§ **Exercise goal**: Write out the whole listing exactly as it stands.

Location identification items
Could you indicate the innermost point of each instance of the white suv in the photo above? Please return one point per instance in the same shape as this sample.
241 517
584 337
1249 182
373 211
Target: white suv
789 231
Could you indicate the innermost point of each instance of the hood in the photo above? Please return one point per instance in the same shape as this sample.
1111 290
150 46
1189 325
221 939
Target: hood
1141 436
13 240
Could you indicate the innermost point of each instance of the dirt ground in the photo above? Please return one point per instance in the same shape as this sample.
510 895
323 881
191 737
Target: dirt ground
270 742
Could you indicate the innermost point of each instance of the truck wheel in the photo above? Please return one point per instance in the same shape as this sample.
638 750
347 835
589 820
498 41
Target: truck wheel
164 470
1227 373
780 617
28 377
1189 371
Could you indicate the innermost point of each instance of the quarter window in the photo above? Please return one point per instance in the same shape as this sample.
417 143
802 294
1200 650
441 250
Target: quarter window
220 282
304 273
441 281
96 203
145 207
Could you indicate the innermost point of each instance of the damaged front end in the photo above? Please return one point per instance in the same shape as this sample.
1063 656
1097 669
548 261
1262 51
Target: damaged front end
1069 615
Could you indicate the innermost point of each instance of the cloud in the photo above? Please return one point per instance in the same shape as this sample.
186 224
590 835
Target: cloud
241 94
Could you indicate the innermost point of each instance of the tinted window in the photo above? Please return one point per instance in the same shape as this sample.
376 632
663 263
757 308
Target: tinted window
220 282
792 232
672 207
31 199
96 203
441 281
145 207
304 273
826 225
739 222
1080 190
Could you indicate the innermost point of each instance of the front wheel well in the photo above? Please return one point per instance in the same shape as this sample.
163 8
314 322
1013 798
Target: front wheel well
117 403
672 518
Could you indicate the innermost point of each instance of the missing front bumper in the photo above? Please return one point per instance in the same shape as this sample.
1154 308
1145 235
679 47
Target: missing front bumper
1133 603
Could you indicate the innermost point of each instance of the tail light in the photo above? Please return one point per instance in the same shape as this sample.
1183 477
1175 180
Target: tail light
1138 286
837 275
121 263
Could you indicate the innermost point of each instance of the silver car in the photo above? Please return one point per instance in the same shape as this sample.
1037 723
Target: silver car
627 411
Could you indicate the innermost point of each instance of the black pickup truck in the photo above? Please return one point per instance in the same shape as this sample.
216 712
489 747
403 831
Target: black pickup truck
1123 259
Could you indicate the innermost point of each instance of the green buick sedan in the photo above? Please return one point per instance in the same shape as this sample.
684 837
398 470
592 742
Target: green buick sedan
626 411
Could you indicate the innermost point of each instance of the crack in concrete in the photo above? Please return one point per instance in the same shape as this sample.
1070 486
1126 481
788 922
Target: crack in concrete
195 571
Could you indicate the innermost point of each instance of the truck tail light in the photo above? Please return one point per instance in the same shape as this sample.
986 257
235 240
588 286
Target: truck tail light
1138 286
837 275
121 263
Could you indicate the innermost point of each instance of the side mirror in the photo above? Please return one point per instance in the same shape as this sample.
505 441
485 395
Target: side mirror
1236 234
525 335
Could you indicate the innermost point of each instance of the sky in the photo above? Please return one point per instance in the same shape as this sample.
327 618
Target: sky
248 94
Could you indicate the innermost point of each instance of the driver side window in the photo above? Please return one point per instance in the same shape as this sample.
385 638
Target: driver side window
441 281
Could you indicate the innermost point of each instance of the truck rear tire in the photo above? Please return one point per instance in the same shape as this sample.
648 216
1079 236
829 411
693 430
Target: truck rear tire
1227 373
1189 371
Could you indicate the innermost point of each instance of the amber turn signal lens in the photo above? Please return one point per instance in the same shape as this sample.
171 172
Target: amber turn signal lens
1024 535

§ **Result**:
Could you indicate the innermost point of each instance of the white suv in the photo above? Please return one point per instance in the same shape as this sample.
241 517
584 337
1249 182
373 211
Target: white suv
789 231
Could you indicate the innermost point of each instance of the hood in the photo above? Please return one point per instance in the same shape as this sample.
1111 290
150 46
1189 325
221 939
Target: hood
1141 436
13 240
Could you indicate the innermost point of each instance of the dirt ground in the photo above? Please return one point per instance in the same shape as this sample.
510 895
323 881
191 737
Target: dirt ground
270 742
Could you indicate the innermost point of each instance of the truck wheel in the photo above? Please return one point per instance in the same shape as this sample.
638 750
347 835
589 820
498 41
Target: truck wheel
164 470
1227 373
780 617
28 377
1189 371
Could you indicate the innermost point of each instance of the quarter window in the photo above? Please return one point per instance in the same shape as this sample.
417 143
802 294
1200 650
441 250
Target: quarter window
220 282
304 273
441 281
96 203
145 207
Could you indicate the innermost point of each instance of the damaged front end in the photo above? Please return one point per instance in the same shape as this sample.
1063 656
1097 669
548 261
1262 51
Target: damaged front end
1069 615
Could you indicate the innermost point of each instance of the cloud in the photo above? Please return one point per instance in the same shape as this sample.
186 224
590 835
Target: cloud
241 94
Could you indicate the innermost point of each instance of the tinted window in the photo above? Please return one point per instance in the same shape as this sample.
376 632
663 263
757 308
Target: tinted window
220 282
792 232
672 207
31 199
96 203
441 281
145 207
304 273
826 225
739 222
1080 190
Could you indicate the innermost point of each instance of the front wheel well in the photo above? Please return one point per instance in the same shape as this sample.
163 8
314 322
1013 798
Target: front wheel well
117 403
672 518
Could you indicate the innermost point of each instance of the missing front bumper in the photo above? Please return one point per instance in the same shape as this sample.
1154 308
1145 235
679 47
Target: missing front bumper
1133 603
Could you indicate the innermost point of each instance of the tail light in the photo above? Please return one point per instance in the same shape as this sample.
1183 477
1175 180
Target: tail light
1138 286
837 275
121 263
Could you indicate the innermost point of each instance of the silver car in the photo above? Please return one point per instance in the same shape as this sample.
1037 723
Target: silver car
627 411
Could you indicate the innermost point of each instance of the black pickup truck in the photo above? Please return one point per instance in the same shape as this sample.
216 712
489 747
403 831
Target: black pickup truck
1123 259
Could you indicate the innermost point of each instance of the green buick sedan in the photo above? Please return one point per instance in the same shape as this sample.
684 837
398 470
592 742
Target: green buick sedan
626 411
Could you indicate the innermost point of each instance of the crack in concrete in the photo above? Please return one point per instance in the same shape as this sample.
1070 486
1126 481
788 922
Target: crack in concrete
195 571
Could you indicate the innermost point of each instance of the truck tail light in the photo above? Please return one point per instance in the same shape as this sample.
986 257
235 240
588 286
Target: truck tail light
1138 286
837 275
121 263
Could you indicate the innermost point of each instance of the side mirror in the photo above? Please return one point per instance in the same shape as this sample.
505 441
485 395
Target: side mirror
1236 234
525 335
Could you indicate the innermost point of each instance of the sky in the photo above? Please return one point per instance in the same shape as this sample.
327 618
Target: sky
248 94
Could you indicate the innermost point of each instance of the driver side window in the photo above? Please return one point per instance in the same shape as this sample.
385 638
Target: driver side window
441 281
Could you indicate the innermost point of each instance of the truck rear tire in the photo above? Please return one point per instance in the same shape as this sample.
648 216
1079 236
829 411
693 430
Target: truck rear tire
1227 373
1189 371
Could you indicate the innermost point of each instance of the amber turn signal lens in the photo above? Please return one point per instance in the same shape as this sample.
171 172
Target: amber turn signal lens
1024 535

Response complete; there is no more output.